Quote the lines of the data below verbatim, beginning at the line that contains "[locate] the crescent" and ending at the last line, both included, and excluding pictures.
--- Task inputs Enclosed Below ---
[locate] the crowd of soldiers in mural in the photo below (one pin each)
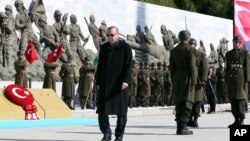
(151, 83)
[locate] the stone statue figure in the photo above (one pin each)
(62, 30)
(212, 57)
(11, 22)
(149, 37)
(24, 24)
(48, 36)
(222, 49)
(167, 38)
(94, 31)
(8, 41)
(202, 47)
(75, 38)
(103, 30)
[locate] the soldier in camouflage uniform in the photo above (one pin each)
(133, 87)
(184, 75)
(48, 36)
(237, 78)
(21, 73)
(85, 84)
(145, 88)
(62, 30)
(202, 69)
(68, 76)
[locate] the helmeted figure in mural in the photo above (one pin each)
(69, 79)
(50, 76)
(149, 37)
(85, 84)
(167, 39)
(103, 31)
(222, 49)
(63, 31)
(94, 31)
(75, 38)
(48, 36)
(202, 47)
(212, 57)
(21, 73)
(23, 22)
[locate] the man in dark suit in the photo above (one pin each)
(237, 78)
(113, 79)
(184, 76)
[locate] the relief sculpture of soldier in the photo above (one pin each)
(62, 30)
(85, 84)
(75, 38)
(50, 76)
(21, 73)
(9, 41)
(68, 76)
(23, 22)
(48, 36)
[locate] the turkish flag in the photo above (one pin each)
(55, 54)
(30, 53)
(242, 21)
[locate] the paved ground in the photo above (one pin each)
(213, 127)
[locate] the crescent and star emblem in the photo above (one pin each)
(14, 91)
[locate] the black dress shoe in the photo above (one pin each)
(118, 139)
(106, 138)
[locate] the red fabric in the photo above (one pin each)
(55, 54)
(242, 20)
(30, 53)
(19, 95)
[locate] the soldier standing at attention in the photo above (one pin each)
(237, 78)
(133, 87)
(202, 69)
(85, 84)
(68, 76)
(184, 75)
(21, 73)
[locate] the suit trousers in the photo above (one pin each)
(104, 125)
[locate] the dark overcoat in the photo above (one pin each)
(114, 68)
(237, 73)
(183, 72)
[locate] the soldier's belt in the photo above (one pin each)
(235, 66)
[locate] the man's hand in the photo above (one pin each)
(124, 85)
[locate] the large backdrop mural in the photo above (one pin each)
(80, 27)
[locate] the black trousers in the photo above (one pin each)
(183, 111)
(238, 108)
(104, 125)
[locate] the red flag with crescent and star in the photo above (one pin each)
(55, 54)
(30, 53)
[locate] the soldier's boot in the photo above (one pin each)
(195, 122)
(183, 129)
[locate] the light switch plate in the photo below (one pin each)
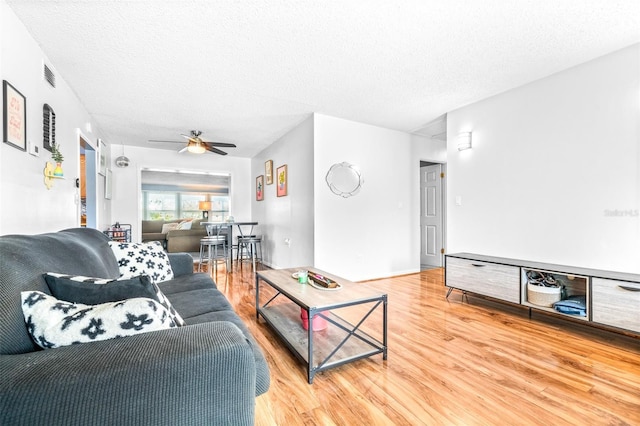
--- End of Enclosed Task inputs ---
Exercise solution
[locate] the crescent and star emblem in the photo above (one pin each)
(14, 91)
[locate] the black dress shoe in the photo above (one pin each)
(118, 139)
(106, 138)
[locate] the red fabric in the photo above (one pin each)
(55, 54)
(242, 20)
(30, 53)
(19, 95)
[locate] the soldier standing at attention in the photo above (one pin each)
(237, 78)
(133, 87)
(202, 69)
(85, 84)
(68, 76)
(184, 75)
(21, 73)
[locate] the suit trousers in the photo above (one pin each)
(104, 125)
[locate] the dark overcoat in the photo above (one pin each)
(114, 68)
(237, 73)
(183, 72)
[locate] the soldier's belt in the photo above (one pin each)
(235, 66)
[locate] the man's hand in the photo above (one pin each)
(124, 85)
[locate] the large backdrop mural in the photo above (one pin each)
(80, 27)
[locate] the black trousers in the photo above (one pin each)
(183, 111)
(238, 108)
(104, 125)
[locate] the red flag with crescent and star in the photo above (one pin each)
(55, 54)
(30, 53)
[locate] the soldier's boot in the photo above (one pin each)
(195, 122)
(183, 129)
[locate] the light switch plate in the photo below (one pin each)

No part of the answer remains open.